Selected excerpt:
* * * * * * * * *

The simple explanation is that though Michal had no children of her own, she did bring up these five children, possibly as a step-mother after her sister had died. Always give the benefit of the doubt to the truth of Scripture rather than altering the text just because you don't understand its truth. 

2 Samuel 23:18, 19 "And Abishai, the brother of Joab...was chief among THREE...Was he not most honourable of THREE?" 

So read the KJB, NKJV, NIV, RV, ASV, Geneva, Young's, Darby, AND the Septuagint. However the RSV, NASB, and ESV say "THIRTY", based on two Hebrew manuscripts and the Syriac. The simple explanation is that the "three" refers back to verse 13 where we read that "three of the thirty chief went down, and came to David in the harvest time unto the cave of Adullam." 

2 Samuel 24:13 "So Gad came to David, and told him, and said unto him, Shall SEVEN years of famine come unto thee in thy land?" 

So read all Hebrew texts as well as the RV, ASV, NASB, Jewish translations, Geneva, Darby, Young's, and even the Syriac. However the NIV, RSV, and ESV change this number to THREE years, based on the Septuagint versions. In 1 Chronicles 21:12 the number recorded is three years, yet there is a simple way to explain this apparent contradiction. Instead of believing the infallible word of God and asking Him to open our understanding, these modern version editors prefer to assume there is a scribal error in all the Hebrew texts because "they" don't understand how to reconcile the apparent discrepancy. For my article which offers a logical explanation see: 

http://www.geocities.com/brandplucked/7or3.html 

In the New Testament, the RSV and the ESV are missing the following whole verses. Matthew 12:47 (though the NASB, NIV have it, but omit or bracket the others) Matthew 17:21; 18:11; 23:14; Mark 7:16; 9:44, 46; 11:26; 15:18; most of Luke 9:55-56; all of Luke 17:36; 23:17; John 5:4, Acts 8:37; 15:34; 24:7; 28:29; Romans 16:24, and most of 1 John 5:7. So, yeah, we can see that the RSV and ESV is "close enough" to the King James Bible, right? 

None of these Bible versions agree with each other in both texts and meaning in literally hundreds of verses. Did God really preserve His words as He promised, or do we no longer have any Bible that we can call the complete, infallible, inspired words of God? I know where I stand, by God's sovereign grace, on this most important issue. How about you? 

"Therefore I esteem all thy precepts concerning all things to be right; and I hate every false way." Psalm 119:128


----------



## LawrenceU (Jan 4, 2005)

* * * * * * * * *

Short task 1:
Print the part of the excerpt comparing Bible versions that begins with the words "The simple explanation is that though" and ends with "understand its truth.", copying it word for word.
Short task 2:
Please render the records from the line containing "Target phrase = dog's tongue" through the final line of the records as a Markdown table with the columns Row and Line, giving each line its row number and leaving out blank lines.

Stored items
* * * * * * * * *

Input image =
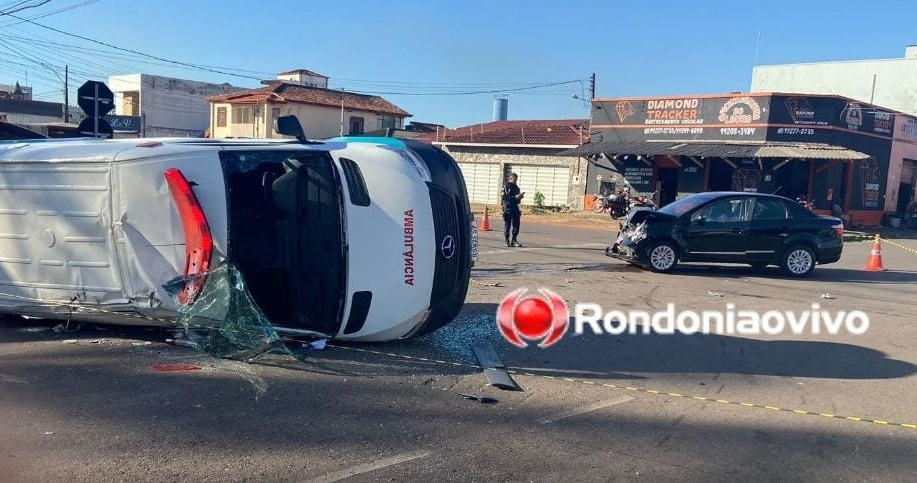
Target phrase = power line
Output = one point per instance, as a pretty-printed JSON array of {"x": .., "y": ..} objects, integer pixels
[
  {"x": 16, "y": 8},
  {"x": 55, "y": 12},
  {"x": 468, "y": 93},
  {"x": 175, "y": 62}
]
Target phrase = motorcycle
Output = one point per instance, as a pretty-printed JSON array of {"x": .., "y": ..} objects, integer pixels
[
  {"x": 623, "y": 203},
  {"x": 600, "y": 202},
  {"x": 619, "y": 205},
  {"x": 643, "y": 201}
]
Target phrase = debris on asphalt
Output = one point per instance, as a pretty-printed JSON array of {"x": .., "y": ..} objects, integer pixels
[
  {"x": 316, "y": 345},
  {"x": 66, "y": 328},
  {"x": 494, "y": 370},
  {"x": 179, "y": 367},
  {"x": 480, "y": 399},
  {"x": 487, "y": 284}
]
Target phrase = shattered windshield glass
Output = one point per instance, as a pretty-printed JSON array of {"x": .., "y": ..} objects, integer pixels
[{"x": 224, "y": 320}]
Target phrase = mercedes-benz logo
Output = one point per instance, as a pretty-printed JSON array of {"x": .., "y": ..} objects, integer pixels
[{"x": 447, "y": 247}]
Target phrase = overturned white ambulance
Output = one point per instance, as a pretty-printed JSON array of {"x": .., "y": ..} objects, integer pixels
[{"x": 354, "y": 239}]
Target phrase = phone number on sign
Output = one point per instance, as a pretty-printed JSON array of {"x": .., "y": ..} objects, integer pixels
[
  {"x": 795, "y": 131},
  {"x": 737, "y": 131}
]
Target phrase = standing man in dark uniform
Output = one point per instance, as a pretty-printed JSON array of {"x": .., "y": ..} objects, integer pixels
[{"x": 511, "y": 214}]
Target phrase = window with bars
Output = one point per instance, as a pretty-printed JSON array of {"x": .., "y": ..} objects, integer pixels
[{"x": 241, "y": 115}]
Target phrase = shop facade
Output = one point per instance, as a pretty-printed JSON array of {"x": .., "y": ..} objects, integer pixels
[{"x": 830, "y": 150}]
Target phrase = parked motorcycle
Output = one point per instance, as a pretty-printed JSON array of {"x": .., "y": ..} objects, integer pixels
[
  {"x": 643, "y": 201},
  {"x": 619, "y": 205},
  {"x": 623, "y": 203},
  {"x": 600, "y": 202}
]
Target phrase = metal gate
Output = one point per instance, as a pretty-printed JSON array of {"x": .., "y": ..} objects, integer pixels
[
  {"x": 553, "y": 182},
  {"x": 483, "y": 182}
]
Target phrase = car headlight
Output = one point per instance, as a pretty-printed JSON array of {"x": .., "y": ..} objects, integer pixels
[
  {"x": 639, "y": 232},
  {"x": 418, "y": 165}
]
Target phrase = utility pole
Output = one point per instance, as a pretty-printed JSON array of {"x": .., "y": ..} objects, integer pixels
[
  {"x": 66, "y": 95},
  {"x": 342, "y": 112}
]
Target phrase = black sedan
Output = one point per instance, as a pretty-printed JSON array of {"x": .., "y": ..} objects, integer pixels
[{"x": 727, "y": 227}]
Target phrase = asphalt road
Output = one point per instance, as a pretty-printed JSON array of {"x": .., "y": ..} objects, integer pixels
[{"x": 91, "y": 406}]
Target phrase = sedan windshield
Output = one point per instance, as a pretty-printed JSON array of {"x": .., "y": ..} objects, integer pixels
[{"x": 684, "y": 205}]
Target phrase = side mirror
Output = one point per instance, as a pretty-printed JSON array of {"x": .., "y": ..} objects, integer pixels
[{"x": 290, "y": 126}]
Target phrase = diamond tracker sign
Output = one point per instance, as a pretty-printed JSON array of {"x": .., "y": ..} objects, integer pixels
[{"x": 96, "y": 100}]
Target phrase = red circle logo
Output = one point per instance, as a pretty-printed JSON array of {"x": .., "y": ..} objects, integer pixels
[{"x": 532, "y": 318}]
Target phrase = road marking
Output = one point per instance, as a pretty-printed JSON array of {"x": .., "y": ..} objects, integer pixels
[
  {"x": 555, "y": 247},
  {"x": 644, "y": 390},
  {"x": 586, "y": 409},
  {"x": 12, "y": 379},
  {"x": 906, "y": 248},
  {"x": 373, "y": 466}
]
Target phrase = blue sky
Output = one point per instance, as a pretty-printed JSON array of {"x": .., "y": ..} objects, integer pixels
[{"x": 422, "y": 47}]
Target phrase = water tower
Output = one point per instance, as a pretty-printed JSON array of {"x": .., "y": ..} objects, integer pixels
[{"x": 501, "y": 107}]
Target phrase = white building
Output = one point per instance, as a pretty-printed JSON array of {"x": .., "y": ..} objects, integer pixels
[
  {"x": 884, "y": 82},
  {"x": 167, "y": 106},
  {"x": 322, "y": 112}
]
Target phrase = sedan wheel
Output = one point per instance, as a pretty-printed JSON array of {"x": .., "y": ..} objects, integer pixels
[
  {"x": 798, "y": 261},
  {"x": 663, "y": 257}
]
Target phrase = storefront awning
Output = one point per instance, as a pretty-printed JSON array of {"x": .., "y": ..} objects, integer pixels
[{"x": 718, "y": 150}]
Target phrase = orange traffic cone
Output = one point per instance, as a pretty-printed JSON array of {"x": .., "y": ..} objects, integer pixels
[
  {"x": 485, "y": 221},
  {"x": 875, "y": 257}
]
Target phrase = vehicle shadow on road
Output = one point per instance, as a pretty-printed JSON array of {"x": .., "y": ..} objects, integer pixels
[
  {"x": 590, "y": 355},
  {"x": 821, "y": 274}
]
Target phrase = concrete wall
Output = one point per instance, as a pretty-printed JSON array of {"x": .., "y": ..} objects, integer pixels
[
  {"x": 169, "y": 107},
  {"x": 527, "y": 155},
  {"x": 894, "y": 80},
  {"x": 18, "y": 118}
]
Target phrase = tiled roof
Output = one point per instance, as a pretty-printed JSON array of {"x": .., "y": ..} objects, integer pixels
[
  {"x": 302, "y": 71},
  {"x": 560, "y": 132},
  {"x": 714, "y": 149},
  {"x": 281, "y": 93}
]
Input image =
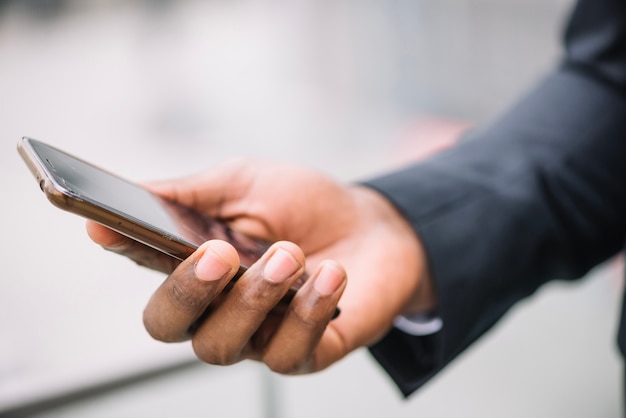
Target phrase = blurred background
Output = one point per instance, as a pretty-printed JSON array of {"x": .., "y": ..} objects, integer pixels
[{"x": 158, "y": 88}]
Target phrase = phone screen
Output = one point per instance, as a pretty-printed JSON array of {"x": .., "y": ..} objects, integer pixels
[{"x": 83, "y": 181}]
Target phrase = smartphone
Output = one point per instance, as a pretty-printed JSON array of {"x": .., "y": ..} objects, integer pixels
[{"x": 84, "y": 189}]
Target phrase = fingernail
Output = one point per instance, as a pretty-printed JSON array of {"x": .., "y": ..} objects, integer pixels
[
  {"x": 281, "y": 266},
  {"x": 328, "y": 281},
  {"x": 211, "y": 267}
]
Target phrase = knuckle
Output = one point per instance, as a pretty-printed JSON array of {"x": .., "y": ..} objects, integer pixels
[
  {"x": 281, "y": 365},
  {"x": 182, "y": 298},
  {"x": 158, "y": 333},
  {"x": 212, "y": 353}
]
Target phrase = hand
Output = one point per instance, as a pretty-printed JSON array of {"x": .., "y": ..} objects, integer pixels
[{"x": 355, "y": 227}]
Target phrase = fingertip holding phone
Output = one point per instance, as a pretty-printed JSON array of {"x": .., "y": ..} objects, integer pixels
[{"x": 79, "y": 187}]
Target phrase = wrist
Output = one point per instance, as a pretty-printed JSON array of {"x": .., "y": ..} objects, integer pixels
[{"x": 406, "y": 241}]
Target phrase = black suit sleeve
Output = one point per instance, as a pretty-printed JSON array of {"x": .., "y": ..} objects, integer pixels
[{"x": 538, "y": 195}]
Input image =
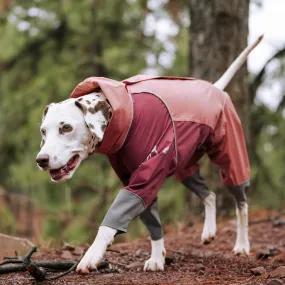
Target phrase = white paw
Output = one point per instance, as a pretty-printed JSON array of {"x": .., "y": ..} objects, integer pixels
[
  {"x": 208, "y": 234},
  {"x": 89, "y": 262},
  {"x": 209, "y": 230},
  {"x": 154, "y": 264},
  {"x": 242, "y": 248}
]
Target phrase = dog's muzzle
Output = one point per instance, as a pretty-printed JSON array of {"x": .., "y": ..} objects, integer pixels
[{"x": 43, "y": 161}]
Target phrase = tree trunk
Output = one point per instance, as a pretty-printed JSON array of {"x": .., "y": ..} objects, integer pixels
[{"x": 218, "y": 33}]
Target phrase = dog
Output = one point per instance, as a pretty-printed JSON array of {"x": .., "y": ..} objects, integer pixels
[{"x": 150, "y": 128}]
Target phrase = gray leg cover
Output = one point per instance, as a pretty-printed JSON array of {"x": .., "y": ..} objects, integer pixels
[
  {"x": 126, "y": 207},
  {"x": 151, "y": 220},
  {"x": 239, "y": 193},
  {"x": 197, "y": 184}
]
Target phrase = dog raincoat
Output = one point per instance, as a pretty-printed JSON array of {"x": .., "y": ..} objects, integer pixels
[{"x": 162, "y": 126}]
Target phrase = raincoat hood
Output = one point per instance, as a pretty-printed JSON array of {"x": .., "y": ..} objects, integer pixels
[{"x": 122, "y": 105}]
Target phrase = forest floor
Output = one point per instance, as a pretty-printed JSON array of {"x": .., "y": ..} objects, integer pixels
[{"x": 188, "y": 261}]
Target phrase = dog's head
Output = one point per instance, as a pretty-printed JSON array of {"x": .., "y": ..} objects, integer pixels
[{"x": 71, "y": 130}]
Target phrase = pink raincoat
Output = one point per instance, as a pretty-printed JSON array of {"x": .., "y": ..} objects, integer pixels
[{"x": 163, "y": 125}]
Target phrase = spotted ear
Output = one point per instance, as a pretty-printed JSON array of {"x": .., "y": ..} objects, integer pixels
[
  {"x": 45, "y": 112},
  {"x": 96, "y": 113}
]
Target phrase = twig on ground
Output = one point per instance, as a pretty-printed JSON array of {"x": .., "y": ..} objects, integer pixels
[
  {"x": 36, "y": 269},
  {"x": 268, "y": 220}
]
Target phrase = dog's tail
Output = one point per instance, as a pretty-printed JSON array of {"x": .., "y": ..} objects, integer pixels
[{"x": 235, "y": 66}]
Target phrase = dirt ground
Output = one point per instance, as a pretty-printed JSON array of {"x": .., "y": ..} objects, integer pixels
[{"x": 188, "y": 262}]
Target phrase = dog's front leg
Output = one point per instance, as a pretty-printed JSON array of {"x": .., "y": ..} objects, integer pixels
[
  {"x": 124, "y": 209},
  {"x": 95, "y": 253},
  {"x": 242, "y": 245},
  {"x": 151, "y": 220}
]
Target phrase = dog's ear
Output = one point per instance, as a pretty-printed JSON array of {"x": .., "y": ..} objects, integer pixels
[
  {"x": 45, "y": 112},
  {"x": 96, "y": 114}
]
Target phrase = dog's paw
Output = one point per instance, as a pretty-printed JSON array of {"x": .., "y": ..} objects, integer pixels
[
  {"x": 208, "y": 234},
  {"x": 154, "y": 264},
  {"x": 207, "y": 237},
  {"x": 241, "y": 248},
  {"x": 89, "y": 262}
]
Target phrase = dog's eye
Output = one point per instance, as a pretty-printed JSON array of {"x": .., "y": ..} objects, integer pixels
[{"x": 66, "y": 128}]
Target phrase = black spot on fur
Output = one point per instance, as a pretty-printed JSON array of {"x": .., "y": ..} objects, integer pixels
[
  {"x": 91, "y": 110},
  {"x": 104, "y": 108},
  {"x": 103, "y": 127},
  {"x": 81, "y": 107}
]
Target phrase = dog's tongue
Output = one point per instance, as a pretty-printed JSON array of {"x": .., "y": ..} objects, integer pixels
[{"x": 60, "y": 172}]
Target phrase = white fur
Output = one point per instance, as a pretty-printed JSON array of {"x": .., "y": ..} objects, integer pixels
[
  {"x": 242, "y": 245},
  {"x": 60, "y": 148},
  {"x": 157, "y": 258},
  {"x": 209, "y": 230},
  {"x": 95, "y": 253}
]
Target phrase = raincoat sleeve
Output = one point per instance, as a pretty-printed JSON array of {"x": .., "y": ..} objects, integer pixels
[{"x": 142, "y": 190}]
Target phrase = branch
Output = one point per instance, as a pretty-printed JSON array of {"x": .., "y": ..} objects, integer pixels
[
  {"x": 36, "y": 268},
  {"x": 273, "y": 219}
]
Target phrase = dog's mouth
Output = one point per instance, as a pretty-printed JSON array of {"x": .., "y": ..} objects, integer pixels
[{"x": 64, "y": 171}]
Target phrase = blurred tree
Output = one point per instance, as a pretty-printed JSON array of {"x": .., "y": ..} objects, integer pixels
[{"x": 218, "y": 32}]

* * * * * * * * *

Correct answer 1:
The simple explanation is that though Michal had no children of her own, she did bring up these five children, possibly as a step-mother after her sister had died. Always give the benefit of the doubt to the truth of Scripture rather than altering the text just because you don't understand its truth.

Correct answer 2:
| Row | Line |
|---|---|
| 1 | Target phrase = dog's tongue |
| 2 | Output = one point per instance, as a pretty-printed JSON array of {"x": .., "y": ..} objects, integer pixels |
| 3 | [{"x": 60, "y": 172}] |
| 4 | Target phrase = white fur |
| 5 | Output = one point per instance, as a pretty-printed JSON array of {"x": .., "y": ..} objects, integer pixels |
| 6 | [ |
| 7 |   {"x": 242, "y": 245}, |
| 8 |   {"x": 60, "y": 148}, |
| 9 |   {"x": 157, "y": 258}, |
| 10 |   {"x": 209, "y": 230}, |
| 11 |   {"x": 95, "y": 253} |
| 12 | ] |
| 13 | Target phrase = raincoat sleeve |
| 14 | Output = one point per instance, as a pretty-printed JSON array of {"x": .., "y": ..} objects, integer pixels |
| 15 | [{"x": 142, "y": 190}] |
| 16 | Target phrase = branch |
| 17 | Output = one point per instance, as a pretty-printed JSON array of {"x": .., "y": ..} objects, integer pixels |
| 18 | [ |
| 19 |   {"x": 36, "y": 268}, |
| 20 |   {"x": 273, "y": 219} |
| 21 | ] |
| 22 | Target phrase = dog's mouth |
| 23 | Output = one point per instance, as a pretty-printed JSON array of {"x": .., "y": ..} objects, integer pixels |
| 24 | [{"x": 64, "y": 171}] |
| 25 | Target phrase = blurred tree |
| 26 | Output = one point per instance, as a pretty-printed JSON array of {"x": .., "y": ..} objects, integer pixels |
| 27 | [{"x": 218, "y": 32}] |